═════ SOURCE TEXT

Every morning we got up mad early, which was absolutely awful. It wasn't that we always got into the hotel late either, because we always had plenty of opportunity to sleep in the evenings, but of course we stayed up late nearly every evening. Both my roommate and I (she was Monica Weller, whom I have mentioned before, and I have a link to her blog on the side) had a lot of trouble getting up in the mornings and sometimes we would try and go back to sleep even after our wake up call. Once we did that and then I woke up in what seemed like a minute but I looked at the clock and shot up, saying "Monica, the bus leaves in ten minutes!" We didn't get much breakfast that morning... Fortunately, the bus rides were long and we had plenty of time to catch up on our sleep then.

Trying to catch up on sleep

9 Spending time in Hotel Rooms (Best) 

Every Night Monica and I would spend a lot of time our Hotel room fooling around, a common guest in our room was our friend from Mexico, Sebastian, who you see in the above picture. Monica and Sebastian were probably the people I spent the most time with on the tour and we had such a great time every night.

Our Hotel Room in Paris, Sebastian, Me and Raphael, and Monica is taking the picture

8 Getting Lost in Copenhagen (worst)

This is definitely a moment I would like to forget....While getting off the ferry in Copenhagen, Monica and I took a wrong turn and got lost, with nothing but a camera, no phone or numbers or anything. This was definitely one of the worst ten minutes of my life. We got yelled at when we finally found the bus, but I was more relived than anything, and when we finally got on the bus, everyone cheered and clapped for us, because we'd gotten lost (and been the first ones to do so, since this was the second day of the tour).

7 Things we do in Austria (best)

══════════
═════ MATERIAL

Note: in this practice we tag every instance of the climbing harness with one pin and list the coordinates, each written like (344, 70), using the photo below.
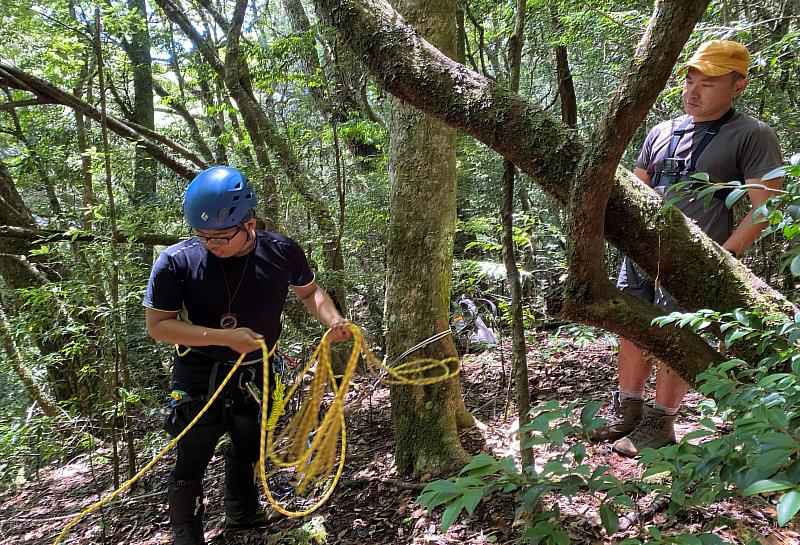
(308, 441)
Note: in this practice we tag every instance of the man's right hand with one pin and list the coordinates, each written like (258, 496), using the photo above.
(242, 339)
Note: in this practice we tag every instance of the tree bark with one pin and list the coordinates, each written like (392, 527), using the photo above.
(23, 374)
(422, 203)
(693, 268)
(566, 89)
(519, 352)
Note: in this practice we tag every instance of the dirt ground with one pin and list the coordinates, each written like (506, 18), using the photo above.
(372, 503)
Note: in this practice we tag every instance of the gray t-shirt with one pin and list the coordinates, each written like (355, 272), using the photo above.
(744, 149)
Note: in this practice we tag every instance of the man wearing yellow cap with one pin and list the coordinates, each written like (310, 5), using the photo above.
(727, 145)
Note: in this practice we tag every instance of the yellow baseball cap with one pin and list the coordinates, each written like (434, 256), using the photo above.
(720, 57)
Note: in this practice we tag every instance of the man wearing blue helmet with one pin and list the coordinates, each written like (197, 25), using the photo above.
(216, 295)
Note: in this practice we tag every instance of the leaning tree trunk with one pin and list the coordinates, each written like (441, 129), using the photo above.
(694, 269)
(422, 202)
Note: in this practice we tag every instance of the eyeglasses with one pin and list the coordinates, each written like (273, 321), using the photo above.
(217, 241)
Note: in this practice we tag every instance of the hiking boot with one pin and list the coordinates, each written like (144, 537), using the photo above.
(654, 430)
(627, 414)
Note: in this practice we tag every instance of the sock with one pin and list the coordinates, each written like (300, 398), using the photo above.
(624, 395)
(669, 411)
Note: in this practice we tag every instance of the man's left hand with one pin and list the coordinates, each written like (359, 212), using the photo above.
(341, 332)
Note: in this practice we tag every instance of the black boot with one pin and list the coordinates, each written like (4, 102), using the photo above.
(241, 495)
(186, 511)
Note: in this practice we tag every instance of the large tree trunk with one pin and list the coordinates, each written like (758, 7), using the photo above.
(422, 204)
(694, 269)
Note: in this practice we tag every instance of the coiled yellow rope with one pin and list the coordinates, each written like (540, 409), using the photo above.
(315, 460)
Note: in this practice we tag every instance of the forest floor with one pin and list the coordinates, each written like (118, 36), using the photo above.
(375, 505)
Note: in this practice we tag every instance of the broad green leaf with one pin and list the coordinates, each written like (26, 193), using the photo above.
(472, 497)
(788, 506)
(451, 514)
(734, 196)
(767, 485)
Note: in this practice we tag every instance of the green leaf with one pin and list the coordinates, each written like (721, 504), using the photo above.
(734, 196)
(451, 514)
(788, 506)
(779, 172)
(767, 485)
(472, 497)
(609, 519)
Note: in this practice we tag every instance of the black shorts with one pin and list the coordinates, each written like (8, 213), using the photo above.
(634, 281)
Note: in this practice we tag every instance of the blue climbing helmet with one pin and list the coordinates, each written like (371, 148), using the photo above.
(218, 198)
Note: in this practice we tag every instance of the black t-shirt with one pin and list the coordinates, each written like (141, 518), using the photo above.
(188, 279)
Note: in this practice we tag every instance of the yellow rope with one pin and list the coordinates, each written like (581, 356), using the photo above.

══════════
═════ MATERIAL

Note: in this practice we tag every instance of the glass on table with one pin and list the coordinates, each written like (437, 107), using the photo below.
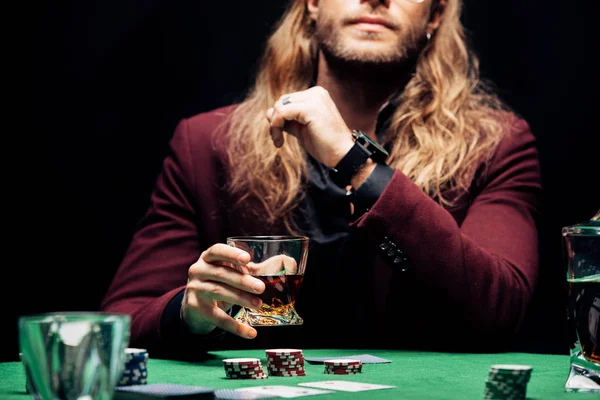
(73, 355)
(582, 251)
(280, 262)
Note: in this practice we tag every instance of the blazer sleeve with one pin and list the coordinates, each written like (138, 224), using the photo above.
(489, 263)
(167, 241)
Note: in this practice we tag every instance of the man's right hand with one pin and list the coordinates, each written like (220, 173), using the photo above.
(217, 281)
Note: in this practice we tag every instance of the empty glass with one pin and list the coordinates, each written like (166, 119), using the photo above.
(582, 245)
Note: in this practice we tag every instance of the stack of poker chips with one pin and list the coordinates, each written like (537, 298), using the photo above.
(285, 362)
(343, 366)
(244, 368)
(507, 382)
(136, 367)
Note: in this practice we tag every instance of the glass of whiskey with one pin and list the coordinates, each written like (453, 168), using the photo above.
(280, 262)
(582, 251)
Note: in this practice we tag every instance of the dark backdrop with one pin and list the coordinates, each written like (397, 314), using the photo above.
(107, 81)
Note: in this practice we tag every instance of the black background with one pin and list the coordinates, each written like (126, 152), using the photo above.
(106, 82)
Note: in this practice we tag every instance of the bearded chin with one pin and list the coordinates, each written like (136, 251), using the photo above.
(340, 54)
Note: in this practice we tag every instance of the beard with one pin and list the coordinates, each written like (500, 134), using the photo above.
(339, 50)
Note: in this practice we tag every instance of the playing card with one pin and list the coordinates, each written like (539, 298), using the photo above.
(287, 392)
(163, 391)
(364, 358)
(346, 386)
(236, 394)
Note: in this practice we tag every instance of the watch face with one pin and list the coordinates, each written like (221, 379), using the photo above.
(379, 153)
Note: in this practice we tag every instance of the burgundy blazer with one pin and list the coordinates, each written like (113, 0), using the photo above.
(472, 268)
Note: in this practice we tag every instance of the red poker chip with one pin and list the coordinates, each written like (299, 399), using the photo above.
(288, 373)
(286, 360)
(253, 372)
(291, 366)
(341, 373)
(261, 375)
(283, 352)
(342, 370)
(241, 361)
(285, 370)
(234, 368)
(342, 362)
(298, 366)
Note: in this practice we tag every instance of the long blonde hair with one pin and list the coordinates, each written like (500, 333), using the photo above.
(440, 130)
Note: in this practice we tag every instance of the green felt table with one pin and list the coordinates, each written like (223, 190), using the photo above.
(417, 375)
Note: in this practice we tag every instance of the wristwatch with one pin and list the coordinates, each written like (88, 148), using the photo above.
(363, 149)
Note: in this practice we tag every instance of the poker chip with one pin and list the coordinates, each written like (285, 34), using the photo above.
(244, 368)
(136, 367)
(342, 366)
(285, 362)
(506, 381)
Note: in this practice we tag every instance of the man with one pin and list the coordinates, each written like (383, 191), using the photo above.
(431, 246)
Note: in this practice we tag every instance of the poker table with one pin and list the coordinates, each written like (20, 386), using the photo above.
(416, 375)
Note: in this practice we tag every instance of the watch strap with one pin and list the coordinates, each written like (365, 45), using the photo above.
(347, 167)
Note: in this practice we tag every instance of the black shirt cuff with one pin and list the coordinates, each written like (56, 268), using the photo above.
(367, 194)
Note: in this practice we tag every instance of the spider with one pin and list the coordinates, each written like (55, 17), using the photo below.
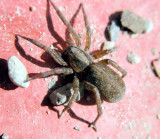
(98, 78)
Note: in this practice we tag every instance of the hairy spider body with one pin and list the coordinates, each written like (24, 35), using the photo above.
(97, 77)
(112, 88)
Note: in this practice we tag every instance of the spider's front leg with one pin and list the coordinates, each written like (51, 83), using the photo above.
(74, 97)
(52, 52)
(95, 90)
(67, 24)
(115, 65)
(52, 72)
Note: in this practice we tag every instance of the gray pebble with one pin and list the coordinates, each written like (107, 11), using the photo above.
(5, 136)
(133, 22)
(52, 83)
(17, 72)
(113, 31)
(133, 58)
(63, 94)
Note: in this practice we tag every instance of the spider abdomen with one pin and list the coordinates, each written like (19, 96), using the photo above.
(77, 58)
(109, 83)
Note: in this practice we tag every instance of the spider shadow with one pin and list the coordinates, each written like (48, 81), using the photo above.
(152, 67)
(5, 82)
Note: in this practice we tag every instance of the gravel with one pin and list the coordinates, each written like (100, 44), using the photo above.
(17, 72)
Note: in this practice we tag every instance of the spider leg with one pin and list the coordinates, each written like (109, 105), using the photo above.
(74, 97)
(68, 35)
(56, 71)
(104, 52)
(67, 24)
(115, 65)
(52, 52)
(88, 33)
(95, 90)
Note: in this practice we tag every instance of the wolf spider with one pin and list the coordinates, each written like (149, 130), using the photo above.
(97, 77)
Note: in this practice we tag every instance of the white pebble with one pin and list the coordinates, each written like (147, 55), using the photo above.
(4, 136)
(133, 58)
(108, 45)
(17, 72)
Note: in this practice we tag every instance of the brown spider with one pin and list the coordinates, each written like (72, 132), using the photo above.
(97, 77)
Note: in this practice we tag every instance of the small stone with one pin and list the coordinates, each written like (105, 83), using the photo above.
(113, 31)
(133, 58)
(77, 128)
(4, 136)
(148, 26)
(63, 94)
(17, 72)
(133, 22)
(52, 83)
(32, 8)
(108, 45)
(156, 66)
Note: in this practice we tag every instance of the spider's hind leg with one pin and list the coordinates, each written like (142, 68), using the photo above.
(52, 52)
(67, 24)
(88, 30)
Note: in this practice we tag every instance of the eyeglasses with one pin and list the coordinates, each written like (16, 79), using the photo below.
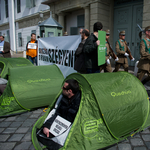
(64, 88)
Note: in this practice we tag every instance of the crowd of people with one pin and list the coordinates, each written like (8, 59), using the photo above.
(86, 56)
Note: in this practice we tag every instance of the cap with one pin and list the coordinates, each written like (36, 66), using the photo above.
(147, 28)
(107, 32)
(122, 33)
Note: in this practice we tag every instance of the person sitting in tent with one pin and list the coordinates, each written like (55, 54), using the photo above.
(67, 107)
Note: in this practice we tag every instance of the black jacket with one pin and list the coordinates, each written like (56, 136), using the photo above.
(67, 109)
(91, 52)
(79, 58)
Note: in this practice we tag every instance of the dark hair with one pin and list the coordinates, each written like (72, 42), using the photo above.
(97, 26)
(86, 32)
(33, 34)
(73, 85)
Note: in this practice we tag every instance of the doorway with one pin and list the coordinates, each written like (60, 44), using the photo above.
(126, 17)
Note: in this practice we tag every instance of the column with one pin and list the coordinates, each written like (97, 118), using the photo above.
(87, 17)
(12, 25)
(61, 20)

══════════

**WORK TO COMPLETE**
Write the continuation of the blog post ranking the best and worst moments of the European tour, beginning directly after its last heading, "7 Things we do in Austria (best)".

**THE REPLY**
My three hours in Austria makes this list because it was one of the first times during the tour which I spent with Sam, the other exchange student from my school and we had become such good friends over the year, and throughout the tour we hadn't spent much time together, so we got separated from some others in Austria, and went off to have lunch, and we found such a good deal on lunch too! Three Euros for a gigantic Schnizel Burger, which was awesome!

The burger was seriously the size of my head!

6 Getting Sunburned in Monaco (worst)

I hate sunburn...and since I have such pale skin, I always need to have sunscreen on if I am in the sun for even a few minutes. The day we went to Monaco, I didn't really think that we were going to be in the sun for all that long, and boy was I wrong...Advice for everyone..if you have pale skin and planning a trip to the french riviera, pack sunscreen, and never forget to apply! All of my shoulders were sunburn, except for the strap marks from my shirt, which were very clear...

It was horrible...

5 Speaking Finnish and Confusing Everyone (best)

Because Americans have somewhat of a reputation abroad, some of the other americans on the trip decided that we would try to speak finnish to each other sometimes, and it was a lot of fun, because it was basically a guarantee that nobody would understand us. Later on we actually used it for safety because in the big city of Paris, we didn't want people to understand us when we were talking about where we were going and what we were doing. 

4 The Paris Subway (worst)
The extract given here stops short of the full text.